--- The task ---
Change every occurrence of "long pointed beak" to "short hooked beak" in the records below, and leave all other text as it is.

-*-

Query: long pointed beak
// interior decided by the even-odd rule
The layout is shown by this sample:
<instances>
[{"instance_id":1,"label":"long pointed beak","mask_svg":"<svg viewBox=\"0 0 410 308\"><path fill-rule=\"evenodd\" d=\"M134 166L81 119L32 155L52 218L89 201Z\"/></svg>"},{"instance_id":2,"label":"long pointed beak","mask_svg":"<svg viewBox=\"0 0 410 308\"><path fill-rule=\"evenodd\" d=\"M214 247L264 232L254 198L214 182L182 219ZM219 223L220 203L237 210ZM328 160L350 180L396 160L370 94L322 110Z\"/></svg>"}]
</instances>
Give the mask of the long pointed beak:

-*-

--- Response to the exercise ---
Query: short hooked beak
// interior decided by the even-odd rule
The layout is shown by this sample:
<instances>
[{"instance_id":1,"label":"short hooked beak","mask_svg":"<svg viewBox=\"0 0 410 308\"><path fill-rule=\"evenodd\" d=\"M134 166L81 119L32 155L52 218L89 201Z\"/></svg>"},{"instance_id":2,"label":"short hooked beak","mask_svg":"<svg viewBox=\"0 0 410 308\"><path fill-rule=\"evenodd\" d=\"M214 247L264 232L254 198L214 182L182 219ZM219 223L220 203L237 210ZM328 160L350 180L396 160L370 94L322 110Z\"/></svg>"}]
</instances>
Give the mask of the short hooked beak:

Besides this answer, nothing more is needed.